**Texto proporcionado**.
┏━━
American Gods narra el encuentro y aventuras de Shadow Moon, un ingenuo ladrón recién salido de la cárcel, y Mr. Wednesday, un misterioso gentleman para el que termina trabajando como guardaespaldas. Sobre las cuatro ruedas del icónico Cadillac Fleetwood recorrerán Estados Unidos reclutando aliados para lo que está por venir. Sobre esta base clásica de road movie construye Neil Gaiman, fuente primaria de esta historia, la epopeya de una guerra entre dioses. De un lado las antiguas divinidades, los dioses de toda la vida representados por Wednesday, y del otro los nuevos ídolos, fenómenos surgidos a rebufo de la modernidad y que el público, sus creyentes, han colocado en lo más alto de sus deseos y pesares.
Esta primera temporada funciona como un largo planteamiento en el que las cartas de la partida no quedan del todo reveladas hasta su mismo final. Aquí estriba, en mi opinión, el principal riesgo de American Gods. Su esperado final no se convierte en acicate para la próxima temporada, no invita al espectador a seguir pegado al televisor, más bien lo contrario. Un raro efecto anticlimático embarga sus últimos minutos. Una vez expuesta toda su realidad, lo que seducía comienza a cansar, e incluso Wednesday, interpretado por el siempre brillante Ian McShane, pierde de repente su atractivo.
┗━━
**Datos**.
┏━━
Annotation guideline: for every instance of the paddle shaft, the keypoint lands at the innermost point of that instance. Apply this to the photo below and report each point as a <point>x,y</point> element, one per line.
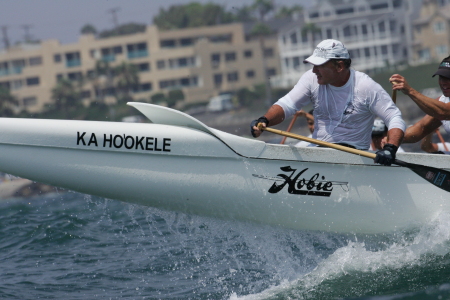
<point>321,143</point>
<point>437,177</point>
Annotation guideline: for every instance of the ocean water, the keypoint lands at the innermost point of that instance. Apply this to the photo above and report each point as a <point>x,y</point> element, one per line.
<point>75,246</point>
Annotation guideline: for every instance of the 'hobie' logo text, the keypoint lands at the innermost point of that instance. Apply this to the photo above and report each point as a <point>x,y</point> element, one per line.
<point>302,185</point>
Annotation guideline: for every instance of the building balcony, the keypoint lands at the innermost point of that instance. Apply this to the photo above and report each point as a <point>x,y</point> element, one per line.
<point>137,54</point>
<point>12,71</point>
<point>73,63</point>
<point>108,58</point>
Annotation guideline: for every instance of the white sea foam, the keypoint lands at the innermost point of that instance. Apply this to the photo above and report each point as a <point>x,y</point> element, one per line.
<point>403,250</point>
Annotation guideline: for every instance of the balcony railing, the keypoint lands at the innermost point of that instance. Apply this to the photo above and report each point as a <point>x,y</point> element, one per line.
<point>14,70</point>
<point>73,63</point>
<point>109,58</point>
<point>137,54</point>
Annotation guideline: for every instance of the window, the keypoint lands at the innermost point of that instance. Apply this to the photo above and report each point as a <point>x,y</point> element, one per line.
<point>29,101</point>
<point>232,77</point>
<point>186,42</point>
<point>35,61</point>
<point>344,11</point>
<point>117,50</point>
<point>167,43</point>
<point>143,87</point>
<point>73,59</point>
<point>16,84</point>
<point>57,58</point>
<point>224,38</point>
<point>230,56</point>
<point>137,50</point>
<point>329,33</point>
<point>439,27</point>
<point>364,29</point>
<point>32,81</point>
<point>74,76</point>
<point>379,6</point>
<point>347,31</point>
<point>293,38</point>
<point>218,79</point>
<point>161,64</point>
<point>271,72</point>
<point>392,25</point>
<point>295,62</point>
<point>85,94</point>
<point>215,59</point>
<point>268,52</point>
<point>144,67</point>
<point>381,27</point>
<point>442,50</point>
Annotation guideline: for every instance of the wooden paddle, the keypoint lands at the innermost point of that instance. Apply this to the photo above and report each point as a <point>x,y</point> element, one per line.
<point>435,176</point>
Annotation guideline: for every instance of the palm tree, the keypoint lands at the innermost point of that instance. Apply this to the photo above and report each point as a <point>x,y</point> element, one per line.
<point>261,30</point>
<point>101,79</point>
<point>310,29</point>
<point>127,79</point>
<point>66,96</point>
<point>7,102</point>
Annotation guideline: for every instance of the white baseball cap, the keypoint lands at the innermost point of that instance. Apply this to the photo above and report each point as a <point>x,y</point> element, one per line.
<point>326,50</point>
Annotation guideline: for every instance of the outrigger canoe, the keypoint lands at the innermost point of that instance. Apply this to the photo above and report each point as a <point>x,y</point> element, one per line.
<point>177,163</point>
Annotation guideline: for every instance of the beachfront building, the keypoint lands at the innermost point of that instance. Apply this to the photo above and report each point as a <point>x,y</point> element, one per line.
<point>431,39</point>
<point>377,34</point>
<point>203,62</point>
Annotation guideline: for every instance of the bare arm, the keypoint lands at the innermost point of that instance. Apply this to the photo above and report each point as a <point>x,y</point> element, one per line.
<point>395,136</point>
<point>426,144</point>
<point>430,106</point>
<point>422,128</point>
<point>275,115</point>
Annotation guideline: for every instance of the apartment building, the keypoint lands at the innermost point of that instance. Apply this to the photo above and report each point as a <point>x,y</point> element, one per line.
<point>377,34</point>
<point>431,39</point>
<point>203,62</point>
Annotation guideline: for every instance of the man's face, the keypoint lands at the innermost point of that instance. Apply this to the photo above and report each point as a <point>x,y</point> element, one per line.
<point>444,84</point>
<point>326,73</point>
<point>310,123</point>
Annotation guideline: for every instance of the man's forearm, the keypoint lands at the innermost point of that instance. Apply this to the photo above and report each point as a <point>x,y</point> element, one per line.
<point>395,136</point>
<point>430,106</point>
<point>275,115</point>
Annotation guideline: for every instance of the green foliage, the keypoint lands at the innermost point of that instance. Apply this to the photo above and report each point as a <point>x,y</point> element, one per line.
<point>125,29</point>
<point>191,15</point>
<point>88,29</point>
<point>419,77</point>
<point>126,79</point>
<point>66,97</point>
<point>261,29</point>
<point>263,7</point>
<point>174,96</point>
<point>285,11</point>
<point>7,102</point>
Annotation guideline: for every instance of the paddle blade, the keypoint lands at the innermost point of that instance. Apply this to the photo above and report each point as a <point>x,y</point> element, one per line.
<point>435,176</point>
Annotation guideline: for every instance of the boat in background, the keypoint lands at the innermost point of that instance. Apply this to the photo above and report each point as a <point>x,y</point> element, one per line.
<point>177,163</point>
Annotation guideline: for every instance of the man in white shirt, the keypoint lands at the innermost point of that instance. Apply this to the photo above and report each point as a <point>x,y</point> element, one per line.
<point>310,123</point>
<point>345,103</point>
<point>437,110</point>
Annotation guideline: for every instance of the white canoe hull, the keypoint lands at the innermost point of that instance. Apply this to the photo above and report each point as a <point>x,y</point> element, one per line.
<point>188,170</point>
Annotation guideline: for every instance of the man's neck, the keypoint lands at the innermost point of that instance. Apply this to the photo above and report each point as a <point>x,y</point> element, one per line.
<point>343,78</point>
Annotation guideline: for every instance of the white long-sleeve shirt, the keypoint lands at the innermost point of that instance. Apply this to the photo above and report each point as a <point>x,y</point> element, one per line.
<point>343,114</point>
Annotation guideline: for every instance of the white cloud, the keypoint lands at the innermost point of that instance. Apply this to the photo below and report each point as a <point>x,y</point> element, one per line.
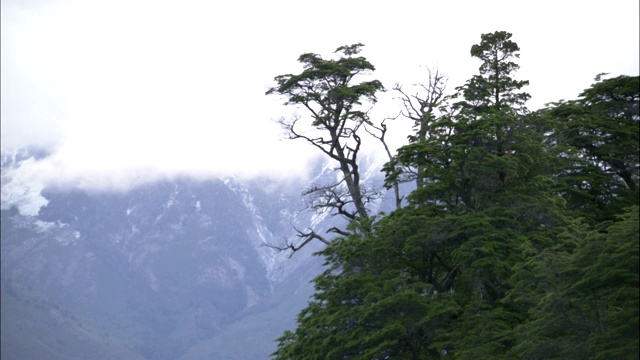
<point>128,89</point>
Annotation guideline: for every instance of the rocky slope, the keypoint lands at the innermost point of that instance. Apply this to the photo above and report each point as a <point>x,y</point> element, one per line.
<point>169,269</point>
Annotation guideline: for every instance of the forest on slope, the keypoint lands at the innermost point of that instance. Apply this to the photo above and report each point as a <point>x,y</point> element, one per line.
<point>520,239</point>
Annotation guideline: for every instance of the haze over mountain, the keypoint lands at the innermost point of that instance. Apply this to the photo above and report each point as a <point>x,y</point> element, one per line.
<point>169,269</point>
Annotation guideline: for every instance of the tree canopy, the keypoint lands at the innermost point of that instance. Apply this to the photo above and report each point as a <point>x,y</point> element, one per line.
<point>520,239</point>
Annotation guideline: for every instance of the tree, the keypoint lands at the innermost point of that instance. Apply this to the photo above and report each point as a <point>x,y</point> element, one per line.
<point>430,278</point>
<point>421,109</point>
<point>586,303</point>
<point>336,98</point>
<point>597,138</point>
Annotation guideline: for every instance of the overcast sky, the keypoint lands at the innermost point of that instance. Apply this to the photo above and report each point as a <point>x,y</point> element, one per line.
┗━━
**Tareas**.
**a.** Según el texto sobre American Gods, ¿qué actor interpreta a Wednesday?
**b.** Retoma el texto sobre American Gods y prosíguelo a partir de su última oración.

**Respuestas por tarea**.
**a.** Ian McShane.

**b.**
American Gods fascina mientras se mantiene ambigua, juguetona. En ese extraño mundo repleto de extraños dioses que ni parecen inmortales ni mucho menos omnipotentes, la guerra que se nos avecina apetece menos que conocer sus orígenes, el trasfondo que la termina desatando. En cualquier caso, hay material suficiente para que la segunda temporada recupere el brío de sus primeros episodios. La conseguida atmósfera onírica que nubla cada episodio y la química existente entre el inspirado elenco invita a ser optimista, por más que parezca que, al igual que le sucede a Shadow Moon la mayoría del tiempo, esta guerra entre divinidades venidas a menos y diosecillos de nuevo cuño nos pille un poco a contrapié.